Task requirements
Repeat the data word for word. Do not include the pictures.

Dataset excerpts
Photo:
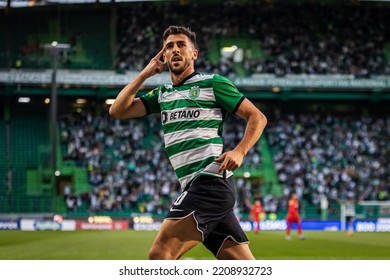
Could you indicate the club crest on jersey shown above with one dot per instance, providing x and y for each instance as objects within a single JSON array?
[{"x": 194, "y": 92}]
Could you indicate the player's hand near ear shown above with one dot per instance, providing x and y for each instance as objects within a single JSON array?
[{"x": 155, "y": 66}]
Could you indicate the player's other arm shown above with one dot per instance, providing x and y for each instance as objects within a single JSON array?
[
  {"x": 256, "y": 122},
  {"x": 126, "y": 105}
]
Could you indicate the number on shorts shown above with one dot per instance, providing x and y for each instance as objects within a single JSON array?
[{"x": 180, "y": 199}]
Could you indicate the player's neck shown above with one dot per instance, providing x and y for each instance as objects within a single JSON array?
[{"x": 177, "y": 79}]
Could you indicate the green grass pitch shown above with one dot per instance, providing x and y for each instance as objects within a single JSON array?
[{"x": 133, "y": 245}]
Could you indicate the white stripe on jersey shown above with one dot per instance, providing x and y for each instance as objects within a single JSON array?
[
  {"x": 187, "y": 134},
  {"x": 199, "y": 77},
  {"x": 205, "y": 94},
  {"x": 195, "y": 155},
  {"x": 191, "y": 114}
]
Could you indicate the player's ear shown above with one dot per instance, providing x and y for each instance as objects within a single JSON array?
[{"x": 195, "y": 54}]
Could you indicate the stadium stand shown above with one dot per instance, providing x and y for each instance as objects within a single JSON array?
[{"x": 104, "y": 157}]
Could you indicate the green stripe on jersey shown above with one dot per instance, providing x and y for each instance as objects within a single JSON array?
[
  {"x": 186, "y": 103},
  {"x": 193, "y": 167},
  {"x": 186, "y": 112}
]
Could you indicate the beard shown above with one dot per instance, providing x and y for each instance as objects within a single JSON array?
[{"x": 177, "y": 70}]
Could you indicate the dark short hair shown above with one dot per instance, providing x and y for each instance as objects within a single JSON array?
[{"x": 174, "y": 30}]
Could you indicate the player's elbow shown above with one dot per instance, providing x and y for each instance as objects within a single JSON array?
[
  {"x": 260, "y": 119},
  {"x": 114, "y": 112}
]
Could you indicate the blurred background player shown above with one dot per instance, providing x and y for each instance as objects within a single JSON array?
[
  {"x": 256, "y": 213},
  {"x": 349, "y": 208},
  {"x": 293, "y": 217}
]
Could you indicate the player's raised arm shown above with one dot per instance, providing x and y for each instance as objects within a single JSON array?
[
  {"x": 256, "y": 122},
  {"x": 126, "y": 105}
]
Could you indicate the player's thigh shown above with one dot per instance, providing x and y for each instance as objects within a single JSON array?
[
  {"x": 176, "y": 237},
  {"x": 234, "y": 251}
]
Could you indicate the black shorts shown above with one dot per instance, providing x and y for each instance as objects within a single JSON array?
[{"x": 211, "y": 201}]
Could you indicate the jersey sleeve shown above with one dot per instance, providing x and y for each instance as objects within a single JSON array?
[
  {"x": 150, "y": 101},
  {"x": 226, "y": 94}
]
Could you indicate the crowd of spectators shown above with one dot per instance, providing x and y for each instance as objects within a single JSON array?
[
  {"x": 127, "y": 165},
  {"x": 295, "y": 39},
  {"x": 317, "y": 155},
  {"x": 331, "y": 156}
]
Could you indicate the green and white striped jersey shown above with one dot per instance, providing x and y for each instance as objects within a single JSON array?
[{"x": 192, "y": 117}]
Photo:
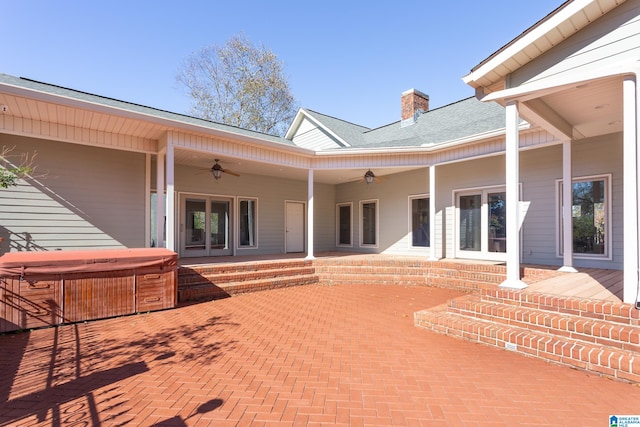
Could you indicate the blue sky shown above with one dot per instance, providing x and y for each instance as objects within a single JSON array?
[{"x": 350, "y": 60}]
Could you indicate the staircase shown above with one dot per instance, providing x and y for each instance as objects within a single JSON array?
[
  {"x": 595, "y": 336},
  {"x": 215, "y": 281}
]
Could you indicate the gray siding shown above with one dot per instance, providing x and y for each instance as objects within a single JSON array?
[
  {"x": 392, "y": 194},
  {"x": 272, "y": 194},
  {"x": 82, "y": 198}
]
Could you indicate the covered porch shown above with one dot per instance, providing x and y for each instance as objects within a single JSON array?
[{"x": 586, "y": 283}]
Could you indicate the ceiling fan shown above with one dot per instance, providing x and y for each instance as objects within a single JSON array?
[
  {"x": 369, "y": 177},
  {"x": 217, "y": 170}
]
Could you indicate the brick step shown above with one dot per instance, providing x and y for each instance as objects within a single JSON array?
[
  {"x": 209, "y": 291},
  {"x": 574, "y": 327},
  {"x": 617, "y": 312},
  {"x": 225, "y": 268},
  {"x": 532, "y": 324},
  {"x": 226, "y": 276}
]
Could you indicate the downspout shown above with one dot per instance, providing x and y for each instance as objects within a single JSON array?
[{"x": 631, "y": 117}]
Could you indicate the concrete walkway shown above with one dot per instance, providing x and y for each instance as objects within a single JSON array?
[{"x": 309, "y": 355}]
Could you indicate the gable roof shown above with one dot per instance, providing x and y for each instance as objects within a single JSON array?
[
  {"x": 563, "y": 22},
  {"x": 462, "y": 119}
]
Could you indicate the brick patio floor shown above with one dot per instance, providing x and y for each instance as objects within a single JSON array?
[{"x": 309, "y": 355}]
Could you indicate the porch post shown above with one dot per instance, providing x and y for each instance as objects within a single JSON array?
[
  {"x": 171, "y": 202},
  {"x": 310, "y": 216},
  {"x": 567, "y": 214},
  {"x": 630, "y": 184},
  {"x": 160, "y": 203},
  {"x": 512, "y": 158},
  {"x": 432, "y": 213}
]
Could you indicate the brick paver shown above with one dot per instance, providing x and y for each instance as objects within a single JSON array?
[{"x": 308, "y": 355}]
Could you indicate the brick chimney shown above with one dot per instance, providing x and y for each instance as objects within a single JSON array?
[{"x": 413, "y": 103}]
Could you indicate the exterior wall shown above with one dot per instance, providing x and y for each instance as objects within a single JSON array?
[
  {"x": 485, "y": 172},
  {"x": 82, "y": 198},
  {"x": 312, "y": 137},
  {"x": 392, "y": 194},
  {"x": 613, "y": 37},
  {"x": 272, "y": 194},
  {"x": 539, "y": 171},
  {"x": 324, "y": 232}
]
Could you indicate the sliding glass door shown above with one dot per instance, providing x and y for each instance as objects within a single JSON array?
[{"x": 205, "y": 226}]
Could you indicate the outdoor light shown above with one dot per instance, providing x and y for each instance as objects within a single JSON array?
[
  {"x": 368, "y": 176},
  {"x": 216, "y": 170}
]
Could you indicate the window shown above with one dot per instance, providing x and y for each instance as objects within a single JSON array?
[
  {"x": 419, "y": 224},
  {"x": 481, "y": 223},
  {"x": 248, "y": 213},
  {"x": 590, "y": 215},
  {"x": 345, "y": 218},
  {"x": 369, "y": 223}
]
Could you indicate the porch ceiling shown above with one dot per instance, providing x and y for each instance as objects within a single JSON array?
[
  {"x": 201, "y": 162},
  {"x": 580, "y": 111}
]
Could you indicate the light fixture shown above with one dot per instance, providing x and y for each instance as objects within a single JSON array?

Task response
Photo:
Could you indicate the club crest on jersey shown above with one dot per instance, providing x and y for each instance as objects within a single JSON array?
[{"x": 194, "y": 92}]
Could you indicate the player's hand near ear shown above with one dot per instance, providing x and y for each instance as objects within a single JSON array?
[{"x": 155, "y": 66}]
Could you indicate the player's other arm shown above with one dot per instance, providing x and y for each instance as objects within a single JSON array?
[
  {"x": 256, "y": 122},
  {"x": 126, "y": 105}
]
Could you indicate the number on shorts shown above with one dot per instance, providing x and y for each instance as objects within a single JSON array?
[{"x": 180, "y": 199}]
Could you indicate the player's neck shown above with one dot per instance, providing x and y for each instance as objects within a single JSON array?
[{"x": 177, "y": 79}]
Could you indicate the green grass pitch shown above with one dot per instance, providing x and y for each instance as objects within a single JSON array?
[{"x": 133, "y": 245}]
Could you indicate the white stripe on jersey shown above with one dot per instance, providing x and y for each instance as objects within a single JSON array?
[
  {"x": 187, "y": 134},
  {"x": 199, "y": 77},
  {"x": 205, "y": 94},
  {"x": 195, "y": 155},
  {"x": 191, "y": 114}
]
Could you indicate the player's ear shown above with one dot per instance, providing x and y for each instance as objects within a single JSON array?
[{"x": 195, "y": 54}]
Could you indicate the stadium stand shown above with one dot per instance, providing x and y for each instance as objects within a single JSON array?
[{"x": 104, "y": 157}]
Could you indicate the green stripe on jersey shown above with one dot per instance, providing x and y for each instance as objects within a single JSON array?
[
  {"x": 186, "y": 103},
  {"x": 193, "y": 167},
  {"x": 186, "y": 112}
]
Could you indicate the beard shown above with one dot per instance, providing x and y for each instance as objects within a single JSON array?
[{"x": 177, "y": 70}]
Could you indicate the dark short hair shown above with one dot per instance, providing x and y for each instance as objects within a single JSON array?
[{"x": 174, "y": 30}]
Could you indicate the player's elbow shown above with one dot per instance, providing x and y for each instance as objects within a single JSON array?
[
  {"x": 260, "y": 119},
  {"x": 114, "y": 112}
]
Could you indicate the blurred background player shown above with one dot per instance, providing x and y for each instance as objects within a single JSON array?
[
  {"x": 256, "y": 213},
  {"x": 349, "y": 208},
  {"x": 293, "y": 217}
]
Could you indicate the player's raised arm shown above with one dot per instance, providing x and y for each instance as objects within a single JSON array?
[
  {"x": 256, "y": 122},
  {"x": 126, "y": 105}
]
Could you indicate the player's thigh shown above with one dot per instance, providing x and y for each instance as objects within a single JSON array?
[
  {"x": 176, "y": 237},
  {"x": 234, "y": 251}
]
Could you indicate the black shorts shown above with one dot per instance, providing x and y for each instance as objects within a single JSON array?
[{"x": 211, "y": 201}]
Could you indicate the jersey sleeve shown above with one dot per instance, providing x and y for each instance as objects within a single JSON array?
[
  {"x": 150, "y": 101},
  {"x": 226, "y": 94}
]
Could you indicate the crowd of spectators shown above with one dot per instance, providing x and y for each instance as objects within a single JSON array?
[
  {"x": 127, "y": 165},
  {"x": 295, "y": 39},
  {"x": 317, "y": 155},
  {"x": 331, "y": 156}
]
Could you indicate the green and white striped jersey shown above with one dot per instance, providing x and y for each instance as objects within a single JSON array?
[{"x": 192, "y": 117}]
Photo:
Could you indicate the blue sky shown above with one dot per instance, providing x and y for each instance as objects within a single JSON array?
[{"x": 350, "y": 60}]
Could you indicate the staircase shown above with one dot per instance, providing x and y for each instance as objects within a single JSON array?
[
  {"x": 595, "y": 336},
  {"x": 215, "y": 281}
]
Could you indicate the gray siding shown above with one dot per instance, providing x and y for each instance as objects within a single JSON array?
[
  {"x": 392, "y": 194},
  {"x": 272, "y": 194},
  {"x": 82, "y": 198}
]
Could you indicate the covered porch shown above with one dot per instance, providing x and y for each instance as objects within a single JSON array?
[{"x": 586, "y": 283}]
Could you indicate the ceiling fan shown above with one dot per instance, providing x and y for each instance as objects within a single JSON array?
[
  {"x": 369, "y": 177},
  {"x": 217, "y": 170}
]
Could you indicate the brick step shown above with one dot per instance, providing x and y for each instance as objects within a single JSON array?
[
  {"x": 209, "y": 291},
  {"x": 574, "y": 327},
  {"x": 617, "y": 312},
  {"x": 225, "y": 268},
  {"x": 532, "y": 324},
  {"x": 226, "y": 276}
]
Could you indicate the downspout shown above with one dot per instance, providing x and y for each instance as objects within a single JSON array?
[{"x": 631, "y": 117}]
Could you indicate the concrete walkway shown above with one dot per instance, providing x and y for each instance as objects within a single JSON array?
[{"x": 309, "y": 355}]
Could you indicate the gable roof shown above with one dot per instance, providing x and y for each instance as objects within a single JSON array?
[
  {"x": 563, "y": 22},
  {"x": 462, "y": 119}
]
Could you indicate the brick patio floor shown above with one dot per instance, providing x and y for each instance as objects within a single JSON array?
[{"x": 309, "y": 355}]
Could you indicate the porch post shown above with one dot per instance, providing x and y for each instance as objects within a single JSON array?
[
  {"x": 171, "y": 202},
  {"x": 310, "y": 216},
  {"x": 567, "y": 214},
  {"x": 630, "y": 184},
  {"x": 160, "y": 203},
  {"x": 512, "y": 158},
  {"x": 432, "y": 213}
]
Could you indicate the brick paver shown above with one dot per instance, providing x and y for each instance as objects within a single JSON array?
[{"x": 308, "y": 355}]
Could you indicate the brick chimney shown above with one dot per instance, providing x and y for each instance as objects within a single JSON array?
[{"x": 413, "y": 103}]
Could you indicate the exterior wall shown above with one dot per instance, providing x and y for each instance as objects within a single JSON array?
[
  {"x": 485, "y": 172},
  {"x": 82, "y": 198},
  {"x": 312, "y": 137},
  {"x": 392, "y": 194},
  {"x": 613, "y": 37},
  {"x": 272, "y": 194},
  {"x": 539, "y": 171},
  {"x": 324, "y": 232}
]
Could you indicate the sliding glass door shown above with one dot per instance, providing x and y for each instance as objects within a single JSON array?
[{"x": 205, "y": 226}]
Could you indicate the outdoor light shown above with one dot per instance, providing x and y for each instance as objects within a single JSON array?
[
  {"x": 368, "y": 176},
  {"x": 216, "y": 170}
]
Could you indicate the window shown above with one dot per instance, providing x and y for each instance as objects within a single JSON array?
[
  {"x": 419, "y": 224},
  {"x": 481, "y": 223},
  {"x": 248, "y": 213},
  {"x": 590, "y": 215},
  {"x": 345, "y": 218},
  {"x": 369, "y": 223}
]
Could you indicate the porch ceiling shown above with one dot per instance, providing x and y for each instance as objects within a single JSON array?
[
  {"x": 201, "y": 162},
  {"x": 580, "y": 111}
]
Could you indicate the light fixture shown above with one dot per instance, providing x and y for each instance as objects within a single JSON array?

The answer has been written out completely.